Wait Between Actions

const agent = opensteer.agent({
  mode: 'cua',
  waitBetweenActionsMs: 1000  // Wait 1 second between actions
})

Model Configuration Options

modelName

string

required

The name of the model to use (e.g., computer-use-preview, claude-3-5-sonnet-20241022)

apiKey

string

API key for the provider. Falls back to environment variables if not provided.

baseUrl

string

Base URL for the API endpoint. Useful for custom endpoints or proxies.

organization

string

Organization ID (OpenAI only)

thinkingBudget

number

Token budget for extended thinking (if supported by model)

environment

string

Environment identifier (Google only)

Executing Instructions

Simple Execution

const result = await agent.execute('Go to Google and search for OpenSteer')

Execution with Options

const result = await agent.execute({
  instruction: 'Find the top 3 products on this page and click the first one',
  maxSteps: 30,
  highlightCursor: true
})

Execution Options

instruction

string

required

The natural language instruction for the agent to execute

maxSteps

number

default:20

Maximum number of actions the agent can take before stopping

highlightCursor

boolean

default:false

Show a visual cursor indicator when the agent performs mouse actions

Result Structure

The execute() method returns a detailed result object:

interface OpensteerAgentResult {
  success: boolean        // Whether execution completed without errors
  completed: boolean      // Whether the task was completed
  message: string         // Final message from the agent
  actions: OpensteerAgentAction[]  // List of actions taken
  usage?: OpensteerAgentUsage      // Token and time usage
  provider: string        // Provider used (openai, anthropic, google)
  model: string          // Model used
}

Result Properties

success

boolean

Indicates if execution completed without errors. false if the agent encountered an error.

completed

boolean

Indicates if the agent completed the task. false if maxSteps was reached before completion.

message

string

Final message from the agent explaining the result or what it accomplished.

actions

OpensteerAgentAction[]

Array of all actions the agent performed (clicks, typing, scrolling, etc.)

usage

OpensteerAgentUsage

Token usage and inference time statistics

provider

string

The AI provider used: openai, anthropic, or google

model

string

The full model name that was used

Actions

Each action in the actions array contains:

interface OpensteerAgentAction {
  type: string           // Action type: click, type, scroll, etc.
  reasoning?: string     // Agent's reasoning for this action
  button?: string        // Mouse button (for clicks)
  clickCount?: number    // Number of clicks
  x?: number            // X coordinate
  y?: number            // Y coordinate
  text?: string         // Text to type
  keys?: string[]       // Keys pressed
  scrollX?: number      // Horizontal scroll amount
  scrollY?: number      // Vertical scroll amount
  timeMs?: number       // Time taken for action
  url?: string          // URL (for navigation)
  path?: Array<{ x: number; y: number }>  // Mouse movement path
}

Example Actions

const result = await agent.execute({
  instruction: 'Click the login button',
  maxSteps: 10
})

· · · ·

◆ QUESTIONS:
(a) In the OpenSteer agent documentation, what is the default value of maxSteps?
(b) Please say whether each statement agrees with the OpenSteer agent documentation, and quote the words that decide it: (i) highlightCursor defaults to true. (ii) The organization option applies only to OpenAI. (iii) completed is false if maxSteps was reached before the task finished.

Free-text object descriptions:
· · · ·

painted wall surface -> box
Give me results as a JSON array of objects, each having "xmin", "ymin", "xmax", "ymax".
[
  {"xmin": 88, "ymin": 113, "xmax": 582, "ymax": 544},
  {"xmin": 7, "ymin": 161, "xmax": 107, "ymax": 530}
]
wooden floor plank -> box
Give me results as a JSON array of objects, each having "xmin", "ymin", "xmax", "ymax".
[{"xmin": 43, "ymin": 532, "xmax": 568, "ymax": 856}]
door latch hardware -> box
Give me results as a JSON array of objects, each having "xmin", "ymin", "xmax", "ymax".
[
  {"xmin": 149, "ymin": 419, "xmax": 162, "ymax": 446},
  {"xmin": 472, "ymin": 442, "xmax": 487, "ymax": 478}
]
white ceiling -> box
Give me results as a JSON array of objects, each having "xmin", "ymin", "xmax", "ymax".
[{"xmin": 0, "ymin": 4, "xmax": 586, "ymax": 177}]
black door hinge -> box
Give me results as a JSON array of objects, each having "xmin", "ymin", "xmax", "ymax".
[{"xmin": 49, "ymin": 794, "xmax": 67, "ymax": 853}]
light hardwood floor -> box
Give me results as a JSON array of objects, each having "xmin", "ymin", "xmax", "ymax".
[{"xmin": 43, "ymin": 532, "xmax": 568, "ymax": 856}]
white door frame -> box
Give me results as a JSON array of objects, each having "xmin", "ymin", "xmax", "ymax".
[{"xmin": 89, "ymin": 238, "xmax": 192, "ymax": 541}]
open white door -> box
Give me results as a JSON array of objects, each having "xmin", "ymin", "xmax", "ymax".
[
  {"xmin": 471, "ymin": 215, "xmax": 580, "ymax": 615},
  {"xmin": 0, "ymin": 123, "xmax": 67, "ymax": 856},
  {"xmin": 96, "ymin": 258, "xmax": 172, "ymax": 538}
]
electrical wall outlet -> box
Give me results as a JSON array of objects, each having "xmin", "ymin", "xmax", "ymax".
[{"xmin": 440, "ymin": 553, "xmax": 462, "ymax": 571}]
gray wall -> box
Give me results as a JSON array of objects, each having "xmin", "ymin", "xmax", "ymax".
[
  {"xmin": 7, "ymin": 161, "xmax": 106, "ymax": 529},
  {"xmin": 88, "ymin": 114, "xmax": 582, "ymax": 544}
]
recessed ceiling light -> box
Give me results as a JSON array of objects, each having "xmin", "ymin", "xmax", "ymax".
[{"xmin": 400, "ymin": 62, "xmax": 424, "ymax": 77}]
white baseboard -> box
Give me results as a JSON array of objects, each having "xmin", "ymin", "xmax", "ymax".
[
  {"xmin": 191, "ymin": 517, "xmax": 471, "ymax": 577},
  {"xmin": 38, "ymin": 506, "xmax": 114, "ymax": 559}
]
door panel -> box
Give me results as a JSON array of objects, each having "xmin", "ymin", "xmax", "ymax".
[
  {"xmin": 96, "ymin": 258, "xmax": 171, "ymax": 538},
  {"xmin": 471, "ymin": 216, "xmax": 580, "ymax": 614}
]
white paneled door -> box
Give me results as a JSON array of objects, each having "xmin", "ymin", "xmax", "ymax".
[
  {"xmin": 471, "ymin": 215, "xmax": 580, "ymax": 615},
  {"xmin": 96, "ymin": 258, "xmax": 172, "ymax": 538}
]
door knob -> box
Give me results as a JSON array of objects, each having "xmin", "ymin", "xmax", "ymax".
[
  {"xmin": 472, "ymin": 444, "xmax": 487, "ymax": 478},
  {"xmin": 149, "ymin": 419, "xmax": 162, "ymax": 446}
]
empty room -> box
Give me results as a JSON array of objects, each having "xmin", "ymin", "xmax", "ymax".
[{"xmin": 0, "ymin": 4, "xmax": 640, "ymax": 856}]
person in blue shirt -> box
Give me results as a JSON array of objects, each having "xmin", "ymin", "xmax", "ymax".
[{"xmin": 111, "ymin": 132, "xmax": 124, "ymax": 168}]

· · · ·

◆ SOLUTIONS TO THE TASKS:
(a) 20

(b)
(i) No: "default:false"
(ii) Yes: "Organization ID (OpenAI only)"
(iii) Yes: "false if maxSteps was reached before completion."